■ Exercise description: Reproduce the section of the listing that begins at the line containing "# provide a point for each instance of the pale" and finishes at the line containing "# provide a point for each instance of the bare". Include both end lines and nothing beyond them.

■ Source material:

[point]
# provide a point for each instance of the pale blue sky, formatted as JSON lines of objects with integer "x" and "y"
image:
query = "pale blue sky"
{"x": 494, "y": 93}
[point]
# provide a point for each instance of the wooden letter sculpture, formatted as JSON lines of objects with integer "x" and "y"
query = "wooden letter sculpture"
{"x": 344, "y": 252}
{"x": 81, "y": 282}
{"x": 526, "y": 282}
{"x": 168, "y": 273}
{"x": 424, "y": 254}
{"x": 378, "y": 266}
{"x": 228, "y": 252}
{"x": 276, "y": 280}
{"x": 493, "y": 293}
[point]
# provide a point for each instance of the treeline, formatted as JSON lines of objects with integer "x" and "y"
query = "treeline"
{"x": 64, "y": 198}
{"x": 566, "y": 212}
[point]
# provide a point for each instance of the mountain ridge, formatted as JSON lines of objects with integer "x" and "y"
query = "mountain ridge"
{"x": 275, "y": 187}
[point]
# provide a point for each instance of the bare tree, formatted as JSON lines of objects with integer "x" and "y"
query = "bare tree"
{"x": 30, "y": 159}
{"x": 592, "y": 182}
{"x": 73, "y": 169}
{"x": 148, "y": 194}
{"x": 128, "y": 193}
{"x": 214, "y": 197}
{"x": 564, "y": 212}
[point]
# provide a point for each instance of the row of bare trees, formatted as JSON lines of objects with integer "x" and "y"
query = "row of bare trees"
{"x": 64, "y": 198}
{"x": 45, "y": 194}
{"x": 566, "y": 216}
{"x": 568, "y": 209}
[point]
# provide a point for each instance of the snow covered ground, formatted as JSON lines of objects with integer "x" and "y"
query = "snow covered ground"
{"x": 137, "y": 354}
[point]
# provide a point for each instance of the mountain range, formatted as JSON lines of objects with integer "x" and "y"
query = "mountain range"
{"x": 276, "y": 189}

■ Result below:
# provide a point for each instance of the pale blue sky, formatted as JSON lines of objects with integer "x" and "y"
image:
query = "pale blue sky"
{"x": 494, "y": 93}
[point]
# provide a point for each instance of the wooden letter sculpture, formatted as JSON lines of objects with integer "x" and "y"
query = "wooden letter sculpture"
{"x": 344, "y": 252}
{"x": 81, "y": 282}
{"x": 526, "y": 282}
{"x": 168, "y": 273}
{"x": 424, "y": 254}
{"x": 378, "y": 266}
{"x": 228, "y": 252}
{"x": 276, "y": 280}
{"x": 493, "y": 293}
[point]
# provide a point for each instance of the treeline, formatted as JSON lines of objects with integer "x" and "y"
query = "treeline"
{"x": 64, "y": 198}
{"x": 566, "y": 212}
[point]
# provide a point for each instance of the mountain ridge, formatted as JSON lines of objects with integer "x" and "y"
query = "mountain ridge"
{"x": 275, "y": 187}
[point]
# provide a point for each instance of the bare tree, formatted as JSON lines of objects with integer "x" and "y"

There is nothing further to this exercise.